[START RECORDED DATA]
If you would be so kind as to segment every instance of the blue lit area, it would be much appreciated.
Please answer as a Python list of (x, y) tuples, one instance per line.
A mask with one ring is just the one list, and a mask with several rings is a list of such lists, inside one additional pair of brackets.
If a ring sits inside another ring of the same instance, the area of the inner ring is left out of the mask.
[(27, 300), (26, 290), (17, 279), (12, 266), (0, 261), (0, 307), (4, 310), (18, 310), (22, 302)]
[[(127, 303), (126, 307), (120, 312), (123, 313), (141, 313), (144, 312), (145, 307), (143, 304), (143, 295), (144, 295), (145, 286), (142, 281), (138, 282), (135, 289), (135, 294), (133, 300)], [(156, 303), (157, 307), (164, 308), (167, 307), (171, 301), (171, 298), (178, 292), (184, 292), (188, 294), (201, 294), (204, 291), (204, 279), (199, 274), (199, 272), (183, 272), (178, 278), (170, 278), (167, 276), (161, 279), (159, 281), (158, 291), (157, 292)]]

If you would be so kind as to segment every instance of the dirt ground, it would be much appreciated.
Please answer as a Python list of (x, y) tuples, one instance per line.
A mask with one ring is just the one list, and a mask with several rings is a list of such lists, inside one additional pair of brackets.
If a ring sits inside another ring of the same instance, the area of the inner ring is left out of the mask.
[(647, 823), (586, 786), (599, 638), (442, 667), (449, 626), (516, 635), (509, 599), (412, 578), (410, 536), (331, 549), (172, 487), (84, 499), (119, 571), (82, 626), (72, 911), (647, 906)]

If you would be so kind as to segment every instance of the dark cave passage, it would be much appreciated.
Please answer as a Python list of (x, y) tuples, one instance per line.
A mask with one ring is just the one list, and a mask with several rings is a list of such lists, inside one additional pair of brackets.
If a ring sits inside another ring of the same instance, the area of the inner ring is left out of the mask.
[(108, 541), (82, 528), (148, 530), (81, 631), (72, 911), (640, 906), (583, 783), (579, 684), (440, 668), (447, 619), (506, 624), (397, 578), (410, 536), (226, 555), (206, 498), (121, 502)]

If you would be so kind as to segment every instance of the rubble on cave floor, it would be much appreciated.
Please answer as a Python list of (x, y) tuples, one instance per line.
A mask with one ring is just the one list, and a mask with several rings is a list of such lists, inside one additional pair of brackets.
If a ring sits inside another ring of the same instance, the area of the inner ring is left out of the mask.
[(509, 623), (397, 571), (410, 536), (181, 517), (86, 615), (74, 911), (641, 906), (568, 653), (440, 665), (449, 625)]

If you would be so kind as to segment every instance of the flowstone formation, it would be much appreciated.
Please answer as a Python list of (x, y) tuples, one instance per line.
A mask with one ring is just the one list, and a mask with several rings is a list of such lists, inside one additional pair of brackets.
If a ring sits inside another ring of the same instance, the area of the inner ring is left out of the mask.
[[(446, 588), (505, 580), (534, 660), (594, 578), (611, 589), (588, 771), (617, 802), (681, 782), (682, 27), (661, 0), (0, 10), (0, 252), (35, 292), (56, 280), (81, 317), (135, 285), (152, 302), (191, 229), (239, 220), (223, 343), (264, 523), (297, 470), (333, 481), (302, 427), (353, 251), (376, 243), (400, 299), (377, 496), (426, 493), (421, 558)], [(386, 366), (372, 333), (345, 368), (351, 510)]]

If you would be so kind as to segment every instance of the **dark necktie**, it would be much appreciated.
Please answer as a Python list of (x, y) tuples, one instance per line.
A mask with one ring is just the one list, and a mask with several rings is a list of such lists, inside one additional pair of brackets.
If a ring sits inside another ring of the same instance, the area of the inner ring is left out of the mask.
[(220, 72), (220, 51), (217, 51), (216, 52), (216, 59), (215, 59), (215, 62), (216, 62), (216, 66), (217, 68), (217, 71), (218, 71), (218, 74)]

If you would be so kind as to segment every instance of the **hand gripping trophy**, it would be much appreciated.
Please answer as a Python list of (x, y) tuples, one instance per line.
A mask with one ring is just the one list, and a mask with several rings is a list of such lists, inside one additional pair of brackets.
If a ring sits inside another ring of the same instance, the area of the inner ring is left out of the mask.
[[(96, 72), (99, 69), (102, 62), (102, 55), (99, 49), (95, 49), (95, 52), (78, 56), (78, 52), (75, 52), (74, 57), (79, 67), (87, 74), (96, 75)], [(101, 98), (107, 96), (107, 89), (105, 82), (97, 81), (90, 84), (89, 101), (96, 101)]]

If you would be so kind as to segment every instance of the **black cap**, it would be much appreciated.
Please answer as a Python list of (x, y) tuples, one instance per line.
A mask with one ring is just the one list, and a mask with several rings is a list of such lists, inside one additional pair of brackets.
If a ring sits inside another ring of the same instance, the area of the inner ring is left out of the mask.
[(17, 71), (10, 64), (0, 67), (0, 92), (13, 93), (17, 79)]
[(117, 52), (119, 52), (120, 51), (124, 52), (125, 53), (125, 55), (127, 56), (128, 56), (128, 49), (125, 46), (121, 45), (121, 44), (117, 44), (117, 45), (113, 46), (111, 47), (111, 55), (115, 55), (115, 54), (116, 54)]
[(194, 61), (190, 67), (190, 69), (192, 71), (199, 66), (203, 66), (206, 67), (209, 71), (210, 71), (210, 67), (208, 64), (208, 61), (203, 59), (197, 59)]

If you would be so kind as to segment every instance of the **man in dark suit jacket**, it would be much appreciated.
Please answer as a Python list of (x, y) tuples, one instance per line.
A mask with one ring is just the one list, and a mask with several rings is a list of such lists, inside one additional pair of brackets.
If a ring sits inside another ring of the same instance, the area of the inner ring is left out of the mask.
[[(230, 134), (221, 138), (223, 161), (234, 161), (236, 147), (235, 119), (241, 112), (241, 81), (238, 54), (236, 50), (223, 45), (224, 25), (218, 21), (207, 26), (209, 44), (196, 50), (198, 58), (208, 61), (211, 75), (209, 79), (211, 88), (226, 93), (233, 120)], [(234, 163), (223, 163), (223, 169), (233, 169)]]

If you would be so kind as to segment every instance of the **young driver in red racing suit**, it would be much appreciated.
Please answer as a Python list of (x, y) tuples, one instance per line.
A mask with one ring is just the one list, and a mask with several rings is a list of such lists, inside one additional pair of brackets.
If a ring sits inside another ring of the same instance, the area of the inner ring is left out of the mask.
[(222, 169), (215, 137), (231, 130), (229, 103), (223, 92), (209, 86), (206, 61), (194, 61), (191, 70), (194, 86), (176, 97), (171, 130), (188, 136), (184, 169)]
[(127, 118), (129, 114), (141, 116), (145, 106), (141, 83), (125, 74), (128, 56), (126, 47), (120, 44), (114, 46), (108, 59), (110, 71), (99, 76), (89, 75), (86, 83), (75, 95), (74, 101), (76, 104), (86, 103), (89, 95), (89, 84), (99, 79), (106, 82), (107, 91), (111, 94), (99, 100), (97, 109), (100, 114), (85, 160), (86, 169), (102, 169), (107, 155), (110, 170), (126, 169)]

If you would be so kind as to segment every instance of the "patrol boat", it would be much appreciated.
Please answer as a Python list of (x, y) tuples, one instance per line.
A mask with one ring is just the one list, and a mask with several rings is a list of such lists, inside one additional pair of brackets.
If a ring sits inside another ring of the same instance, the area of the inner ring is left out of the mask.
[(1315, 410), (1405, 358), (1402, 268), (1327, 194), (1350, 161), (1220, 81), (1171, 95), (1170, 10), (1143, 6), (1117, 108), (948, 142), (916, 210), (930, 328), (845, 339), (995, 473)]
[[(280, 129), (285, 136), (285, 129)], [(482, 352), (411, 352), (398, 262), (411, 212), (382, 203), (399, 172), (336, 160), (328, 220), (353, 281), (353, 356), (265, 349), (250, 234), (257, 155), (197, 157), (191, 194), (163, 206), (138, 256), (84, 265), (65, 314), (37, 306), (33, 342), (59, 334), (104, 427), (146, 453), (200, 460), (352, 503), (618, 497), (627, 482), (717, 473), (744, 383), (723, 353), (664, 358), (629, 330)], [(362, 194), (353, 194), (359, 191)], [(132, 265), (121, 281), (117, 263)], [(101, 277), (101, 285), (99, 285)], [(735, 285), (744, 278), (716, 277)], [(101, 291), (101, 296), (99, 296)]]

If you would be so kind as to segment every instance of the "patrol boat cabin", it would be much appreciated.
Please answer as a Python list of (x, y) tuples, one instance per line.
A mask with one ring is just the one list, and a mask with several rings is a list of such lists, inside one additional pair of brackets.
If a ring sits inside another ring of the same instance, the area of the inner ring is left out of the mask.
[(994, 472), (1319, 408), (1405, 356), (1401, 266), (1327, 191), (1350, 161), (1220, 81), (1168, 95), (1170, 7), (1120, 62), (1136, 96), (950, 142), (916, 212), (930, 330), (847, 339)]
[END RECORDED DATA]
INSTRUCTIONS TO FOLLOW:
Convert the part that opens with the line containing "ground, it would be much appreciated." and closes with the line containing "911), (647, 906)]", both included, into a Markdown table with the columns Row and Line text, skipping any blank lines.

FINAL ANSWER:
| Row | Line text |
|---|---|
| 1 | If you would be so kind as to segment every instance of the dirt ground, it would be much appreciated. |
| 2 | Please answer as a Python list of (x, y) tuples, one instance per line. |
| 3 | A mask with one ring is just the one list, and a mask with several rings is a list of such lists, inside one additional pair of brackets. |
| 4 | If a ring sits inside another ring of the same instance, the area of the inner ring is left out of the mask. |
| 5 | [(647, 823), (586, 786), (599, 638), (442, 667), (449, 626), (516, 635), (509, 599), (412, 578), (410, 536), (331, 549), (172, 487), (84, 499), (119, 571), (82, 626), (72, 911), (647, 906)] |